### To be done
Please pull out every line in the entries below that contains the word "hand". Case matters.

### Records to use
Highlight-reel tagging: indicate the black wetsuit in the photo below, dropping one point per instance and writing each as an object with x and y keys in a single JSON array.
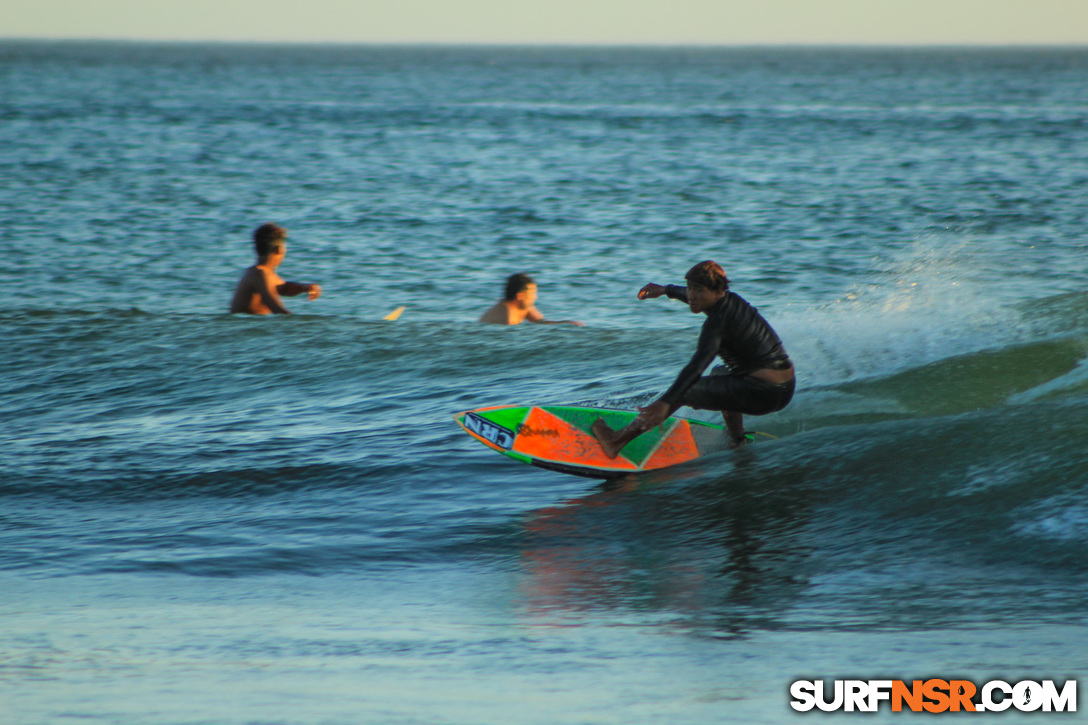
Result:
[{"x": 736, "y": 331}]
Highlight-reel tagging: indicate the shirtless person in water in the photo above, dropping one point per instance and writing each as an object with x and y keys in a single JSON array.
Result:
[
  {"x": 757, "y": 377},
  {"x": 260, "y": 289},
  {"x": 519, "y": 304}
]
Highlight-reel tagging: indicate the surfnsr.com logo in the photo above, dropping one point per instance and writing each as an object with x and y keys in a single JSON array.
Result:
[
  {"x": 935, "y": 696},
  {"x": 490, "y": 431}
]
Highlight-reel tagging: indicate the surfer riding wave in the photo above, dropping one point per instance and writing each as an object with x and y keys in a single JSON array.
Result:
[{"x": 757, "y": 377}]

...

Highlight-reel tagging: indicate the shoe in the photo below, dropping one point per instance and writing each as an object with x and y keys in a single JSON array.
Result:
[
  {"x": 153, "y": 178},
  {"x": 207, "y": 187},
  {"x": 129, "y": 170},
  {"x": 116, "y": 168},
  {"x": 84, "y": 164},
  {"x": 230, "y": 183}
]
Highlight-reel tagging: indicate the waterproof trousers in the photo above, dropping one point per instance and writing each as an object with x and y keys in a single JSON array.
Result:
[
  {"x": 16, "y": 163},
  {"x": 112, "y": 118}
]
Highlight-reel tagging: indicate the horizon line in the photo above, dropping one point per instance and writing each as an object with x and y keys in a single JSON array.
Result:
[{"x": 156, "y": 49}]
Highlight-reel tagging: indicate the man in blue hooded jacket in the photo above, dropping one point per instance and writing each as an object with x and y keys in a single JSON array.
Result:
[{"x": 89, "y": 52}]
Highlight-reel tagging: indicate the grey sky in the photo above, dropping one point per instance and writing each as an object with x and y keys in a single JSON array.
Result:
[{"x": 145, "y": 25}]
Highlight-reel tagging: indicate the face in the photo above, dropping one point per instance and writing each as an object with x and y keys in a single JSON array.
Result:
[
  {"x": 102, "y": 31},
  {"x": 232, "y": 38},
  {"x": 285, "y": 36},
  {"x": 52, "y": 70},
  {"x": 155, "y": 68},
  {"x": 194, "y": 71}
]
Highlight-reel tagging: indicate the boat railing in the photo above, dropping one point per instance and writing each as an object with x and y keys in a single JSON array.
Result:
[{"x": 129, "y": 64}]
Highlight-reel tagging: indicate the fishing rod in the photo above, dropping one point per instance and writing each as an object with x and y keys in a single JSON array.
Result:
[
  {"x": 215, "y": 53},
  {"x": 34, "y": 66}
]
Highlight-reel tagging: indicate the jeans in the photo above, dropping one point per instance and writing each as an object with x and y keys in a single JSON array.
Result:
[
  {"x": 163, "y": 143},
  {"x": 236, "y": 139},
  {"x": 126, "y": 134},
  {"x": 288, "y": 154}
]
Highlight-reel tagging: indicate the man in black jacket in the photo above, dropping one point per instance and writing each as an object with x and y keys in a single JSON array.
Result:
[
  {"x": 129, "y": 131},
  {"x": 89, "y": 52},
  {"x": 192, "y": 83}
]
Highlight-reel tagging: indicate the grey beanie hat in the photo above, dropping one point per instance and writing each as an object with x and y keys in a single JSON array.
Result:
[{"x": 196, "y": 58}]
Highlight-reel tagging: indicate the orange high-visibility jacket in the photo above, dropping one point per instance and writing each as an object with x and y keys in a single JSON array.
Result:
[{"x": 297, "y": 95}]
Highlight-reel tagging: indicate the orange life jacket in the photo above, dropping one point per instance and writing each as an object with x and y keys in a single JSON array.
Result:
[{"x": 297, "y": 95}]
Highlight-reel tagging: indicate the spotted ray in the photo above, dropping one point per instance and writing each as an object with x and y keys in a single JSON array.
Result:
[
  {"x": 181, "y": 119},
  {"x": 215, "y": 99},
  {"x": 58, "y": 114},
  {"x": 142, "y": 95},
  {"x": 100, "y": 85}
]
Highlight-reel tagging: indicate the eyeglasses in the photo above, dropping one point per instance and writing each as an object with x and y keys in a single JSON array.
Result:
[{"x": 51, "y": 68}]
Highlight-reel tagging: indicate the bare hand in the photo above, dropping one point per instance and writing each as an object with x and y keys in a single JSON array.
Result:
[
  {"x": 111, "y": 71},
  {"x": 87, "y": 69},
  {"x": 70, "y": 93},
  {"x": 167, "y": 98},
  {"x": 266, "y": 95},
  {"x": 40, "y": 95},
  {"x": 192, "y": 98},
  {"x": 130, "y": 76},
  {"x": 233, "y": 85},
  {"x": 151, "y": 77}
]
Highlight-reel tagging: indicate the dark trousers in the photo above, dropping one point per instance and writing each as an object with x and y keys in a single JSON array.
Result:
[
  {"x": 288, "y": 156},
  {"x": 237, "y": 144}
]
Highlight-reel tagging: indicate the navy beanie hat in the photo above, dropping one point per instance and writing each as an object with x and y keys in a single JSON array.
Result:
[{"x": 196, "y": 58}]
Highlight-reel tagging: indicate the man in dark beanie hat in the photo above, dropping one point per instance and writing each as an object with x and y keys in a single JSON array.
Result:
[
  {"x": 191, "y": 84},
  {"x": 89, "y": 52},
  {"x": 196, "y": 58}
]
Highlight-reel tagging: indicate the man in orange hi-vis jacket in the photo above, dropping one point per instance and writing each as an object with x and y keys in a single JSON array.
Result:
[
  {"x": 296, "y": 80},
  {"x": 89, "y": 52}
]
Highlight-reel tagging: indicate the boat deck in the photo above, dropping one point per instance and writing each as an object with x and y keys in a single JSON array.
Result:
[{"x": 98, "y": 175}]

==

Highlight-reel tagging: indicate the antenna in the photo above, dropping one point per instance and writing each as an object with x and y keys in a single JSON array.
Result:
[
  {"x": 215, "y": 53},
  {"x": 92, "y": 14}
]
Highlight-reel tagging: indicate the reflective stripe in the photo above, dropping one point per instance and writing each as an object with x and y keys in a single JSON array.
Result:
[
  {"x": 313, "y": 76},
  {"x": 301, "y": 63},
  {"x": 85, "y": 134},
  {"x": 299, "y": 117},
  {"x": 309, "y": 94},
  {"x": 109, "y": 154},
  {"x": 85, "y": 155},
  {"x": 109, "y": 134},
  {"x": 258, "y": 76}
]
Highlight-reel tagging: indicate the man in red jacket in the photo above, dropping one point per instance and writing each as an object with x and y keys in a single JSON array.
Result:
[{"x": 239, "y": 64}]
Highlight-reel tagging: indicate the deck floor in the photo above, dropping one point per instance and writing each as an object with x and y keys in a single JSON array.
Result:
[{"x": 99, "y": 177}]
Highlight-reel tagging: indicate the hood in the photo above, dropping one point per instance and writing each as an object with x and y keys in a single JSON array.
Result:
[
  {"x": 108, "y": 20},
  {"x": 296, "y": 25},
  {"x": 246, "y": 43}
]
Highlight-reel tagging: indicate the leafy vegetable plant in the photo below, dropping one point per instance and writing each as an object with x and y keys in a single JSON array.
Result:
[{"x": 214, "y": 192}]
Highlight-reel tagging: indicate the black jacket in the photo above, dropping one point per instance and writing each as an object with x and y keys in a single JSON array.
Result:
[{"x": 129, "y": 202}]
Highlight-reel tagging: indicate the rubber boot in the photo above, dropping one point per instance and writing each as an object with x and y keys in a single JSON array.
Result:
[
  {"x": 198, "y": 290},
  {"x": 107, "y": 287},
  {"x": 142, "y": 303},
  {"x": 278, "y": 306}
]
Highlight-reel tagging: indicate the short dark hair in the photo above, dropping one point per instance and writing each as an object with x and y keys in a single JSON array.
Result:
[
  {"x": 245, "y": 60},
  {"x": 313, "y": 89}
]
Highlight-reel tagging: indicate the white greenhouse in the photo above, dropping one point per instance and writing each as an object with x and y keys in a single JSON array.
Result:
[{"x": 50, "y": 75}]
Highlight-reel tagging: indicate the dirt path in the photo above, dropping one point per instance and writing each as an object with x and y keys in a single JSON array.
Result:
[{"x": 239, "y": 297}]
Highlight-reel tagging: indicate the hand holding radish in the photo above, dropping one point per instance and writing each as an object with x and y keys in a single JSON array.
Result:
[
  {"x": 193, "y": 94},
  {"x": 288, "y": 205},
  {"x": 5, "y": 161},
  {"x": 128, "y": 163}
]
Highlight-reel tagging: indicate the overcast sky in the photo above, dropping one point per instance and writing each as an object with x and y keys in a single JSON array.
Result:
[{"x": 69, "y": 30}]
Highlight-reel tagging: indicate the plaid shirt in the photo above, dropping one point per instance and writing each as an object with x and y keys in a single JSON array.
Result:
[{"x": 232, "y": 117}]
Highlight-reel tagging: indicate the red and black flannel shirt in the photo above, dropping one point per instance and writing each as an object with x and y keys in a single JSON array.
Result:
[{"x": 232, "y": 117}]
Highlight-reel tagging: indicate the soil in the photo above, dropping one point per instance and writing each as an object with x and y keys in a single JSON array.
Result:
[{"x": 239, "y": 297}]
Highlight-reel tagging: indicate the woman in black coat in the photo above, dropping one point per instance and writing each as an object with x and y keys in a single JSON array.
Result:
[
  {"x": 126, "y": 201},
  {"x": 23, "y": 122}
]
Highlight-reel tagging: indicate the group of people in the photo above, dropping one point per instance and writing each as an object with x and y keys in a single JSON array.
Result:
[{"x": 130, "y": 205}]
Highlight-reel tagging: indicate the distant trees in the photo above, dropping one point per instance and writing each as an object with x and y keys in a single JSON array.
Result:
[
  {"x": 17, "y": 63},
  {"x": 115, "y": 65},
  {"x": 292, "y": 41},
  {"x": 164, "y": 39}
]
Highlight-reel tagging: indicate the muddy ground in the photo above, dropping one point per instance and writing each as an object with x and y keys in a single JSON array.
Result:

### Exercise result
Highlight-reel tagging: indicate the bare hand in the photo above, dropping one point per instance and writing each as an object with x and y keys in a single JSON array.
Highlight-reel tagging: indicate the hand holding radish in the photo above, dropping one point per instance and writing each as an object with x and y keys in a single JSON array.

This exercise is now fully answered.